Extract:

★ ★ ★ ★ ★

Sankrant Sanu’s question—“Is it also OK for her to hope you embrace Hinduism? Why do the children not have a choice?”—is not rhetorical; it underscores how religious exclusivity erodes mutual respect within families. Shivani Gupta adds the sharpest critique: “Tolerance is not acceptance.” To merely “tolerate” a spouse’s beliefs while hoping for her eventual conversion is not love—it’s conditional superiority disguised as affection.

Source: X Post by JD Vance

The Hindu American Foundation’s response takes this further, asking Vance to reciprocate his wife’s openness: if she encouraged him toward his faith, why not engage with hers? They point out that Hinduism neither seeks conversion nor monopolizes salvation; it recognizes many ways of realizing the Divine. Their letter reminds him that proselytization—often under the banner of Christian love—has historically demeaned and coerced Hindus, and that his words risk echoing that colonial arrogance.

★ ★ ★ ★ ★

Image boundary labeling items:
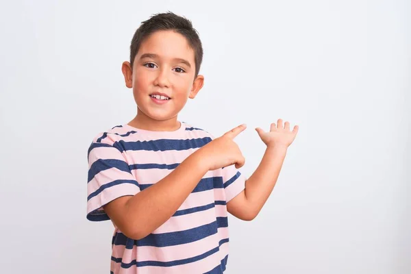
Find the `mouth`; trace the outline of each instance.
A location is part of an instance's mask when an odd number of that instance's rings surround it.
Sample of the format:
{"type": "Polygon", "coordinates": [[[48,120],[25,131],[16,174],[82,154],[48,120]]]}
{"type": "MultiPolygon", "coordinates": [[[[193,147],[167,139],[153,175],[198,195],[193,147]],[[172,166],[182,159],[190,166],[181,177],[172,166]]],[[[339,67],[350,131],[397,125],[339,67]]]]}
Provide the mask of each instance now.
{"type": "Polygon", "coordinates": [[[171,99],[171,98],[169,97],[167,95],[160,93],[155,93],[150,95],[150,97],[162,101],[168,101],[171,99]]]}

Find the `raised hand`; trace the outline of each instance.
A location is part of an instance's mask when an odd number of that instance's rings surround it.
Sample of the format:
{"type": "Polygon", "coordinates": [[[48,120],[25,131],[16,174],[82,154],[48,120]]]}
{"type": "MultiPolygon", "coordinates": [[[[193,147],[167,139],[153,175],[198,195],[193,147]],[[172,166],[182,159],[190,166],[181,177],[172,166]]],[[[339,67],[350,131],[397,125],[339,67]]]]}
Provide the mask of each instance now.
{"type": "Polygon", "coordinates": [[[283,125],[282,119],[278,119],[277,125],[275,123],[271,123],[270,131],[268,132],[264,132],[260,127],[257,127],[256,130],[267,147],[279,145],[288,147],[295,139],[298,128],[298,125],[295,125],[292,131],[290,131],[290,123],[286,121],[283,125]]]}

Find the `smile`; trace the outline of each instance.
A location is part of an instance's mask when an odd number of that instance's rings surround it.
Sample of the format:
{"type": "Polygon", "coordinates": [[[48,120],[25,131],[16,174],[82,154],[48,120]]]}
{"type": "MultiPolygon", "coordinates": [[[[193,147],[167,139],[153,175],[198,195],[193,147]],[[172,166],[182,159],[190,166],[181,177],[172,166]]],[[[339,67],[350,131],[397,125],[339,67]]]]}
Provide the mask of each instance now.
{"type": "Polygon", "coordinates": [[[151,98],[155,98],[158,100],[169,100],[170,99],[169,97],[167,97],[166,96],[164,96],[164,95],[150,95],[150,97],[151,98]]]}

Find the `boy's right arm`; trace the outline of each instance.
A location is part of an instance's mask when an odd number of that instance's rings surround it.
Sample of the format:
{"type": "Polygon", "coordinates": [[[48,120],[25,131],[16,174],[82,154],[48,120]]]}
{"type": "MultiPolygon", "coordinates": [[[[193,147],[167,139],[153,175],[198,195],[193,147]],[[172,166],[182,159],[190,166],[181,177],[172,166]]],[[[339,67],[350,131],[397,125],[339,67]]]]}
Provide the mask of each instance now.
{"type": "Polygon", "coordinates": [[[240,125],[188,156],[162,180],[134,196],[124,196],[103,206],[115,225],[127,237],[139,240],[164,223],[178,210],[209,170],[245,162],[233,139],[240,125]]]}

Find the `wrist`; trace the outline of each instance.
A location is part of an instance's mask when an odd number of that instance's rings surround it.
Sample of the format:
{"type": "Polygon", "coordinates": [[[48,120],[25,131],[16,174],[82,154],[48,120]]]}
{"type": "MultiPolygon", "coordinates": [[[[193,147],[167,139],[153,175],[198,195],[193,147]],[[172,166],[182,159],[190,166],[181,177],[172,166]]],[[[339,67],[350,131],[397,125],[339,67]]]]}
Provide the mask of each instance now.
{"type": "Polygon", "coordinates": [[[267,145],[266,151],[269,153],[278,153],[283,152],[286,153],[288,146],[283,144],[273,144],[267,145]]]}
{"type": "Polygon", "coordinates": [[[197,150],[189,157],[192,159],[192,161],[195,163],[195,167],[197,169],[203,171],[205,173],[208,171],[210,169],[208,160],[206,157],[207,153],[204,153],[202,148],[197,150]]]}

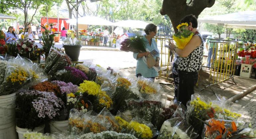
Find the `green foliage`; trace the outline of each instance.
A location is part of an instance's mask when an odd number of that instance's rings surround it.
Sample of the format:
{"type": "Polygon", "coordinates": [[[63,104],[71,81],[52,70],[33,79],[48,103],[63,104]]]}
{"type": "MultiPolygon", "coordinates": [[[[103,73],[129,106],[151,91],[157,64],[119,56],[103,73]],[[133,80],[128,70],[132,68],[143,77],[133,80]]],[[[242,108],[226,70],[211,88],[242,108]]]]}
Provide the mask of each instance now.
{"type": "Polygon", "coordinates": [[[49,54],[51,47],[54,45],[54,36],[55,34],[58,33],[54,33],[50,35],[51,31],[48,30],[43,25],[41,26],[45,29],[44,31],[43,31],[42,35],[42,41],[44,44],[43,49],[46,54],[49,54]]]}

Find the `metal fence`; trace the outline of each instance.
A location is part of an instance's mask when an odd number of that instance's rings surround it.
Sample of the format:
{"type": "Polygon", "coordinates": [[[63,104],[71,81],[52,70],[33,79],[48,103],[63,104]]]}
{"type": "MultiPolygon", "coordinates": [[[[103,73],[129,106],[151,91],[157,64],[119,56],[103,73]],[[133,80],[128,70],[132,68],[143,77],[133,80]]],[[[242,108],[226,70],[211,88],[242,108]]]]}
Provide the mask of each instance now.
{"type": "MultiPolygon", "coordinates": [[[[168,48],[164,46],[168,45],[169,42],[173,42],[173,39],[170,36],[157,36],[154,38],[160,48],[160,65],[161,70],[159,76],[172,79],[168,77],[169,68],[172,65],[174,55],[168,48]],[[167,67],[166,75],[162,75],[162,69],[164,67],[167,67]]],[[[210,43],[213,43],[212,51],[213,52],[210,55],[210,64],[207,62],[206,66],[203,67],[209,68],[210,74],[209,77],[209,85],[204,89],[216,84],[218,83],[230,79],[234,80],[234,74],[235,67],[235,60],[237,51],[238,41],[219,39],[203,38],[204,40],[210,40],[210,43]],[[209,66],[207,66],[207,65],[209,66]]],[[[210,46],[211,45],[210,45],[210,46]]],[[[209,46],[209,47],[210,46],[209,46]]],[[[210,49],[210,48],[209,48],[210,49]]]]}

★ ★ ★ ★ ★

Exercises to complete:
[a] Do these statements agree with the commentary? Answer yes or no for each and quote the deciding words. (i) Shivani Gupta equates tolerance with acceptance. (ii) The Hindu American Foundation says Hinduism does not seek conversion. (iii) Sankrant Sanu's question is called rhetorical.
[b] Can you sum up the commentary in two sentences?
[c] Answer these questions from the commentary:
(i) What does Sankrant Sanu's question underscore?
(ii) According to the Hindu American Foundation, what does Hinduism recognize?
(iii) What has proselytization historically done to Hindus, according to the foundation's letter?

Solutions by task:
[a]
(i) No: "Tolerance is not acceptance."
(ii) Yes: "Hinduism neither seeks conversion nor monopolizes salvation"
(iii) No: "is not rhetorical"

[b] Quotes from Sankrant Sanu and Shivani Gupta support the argument that religious exclusivity erodes mutual respect within families and that merely tolerating a spouse's beliefs while hoping for her conversion is conditional superiority, not love. The Hindu American Foundation asks Vance to engage with his wife's faith, notes that Hinduism neither seeks conversion nor monopolizes salvation, and warns that his words risk echoing the colonial arrogance of proselytization.

[c]
(i) How religious exclusivity erodes mutual respect within families.
(ii) Many ways of realizing the Divine.
(iii) It has demeaned and coerced them.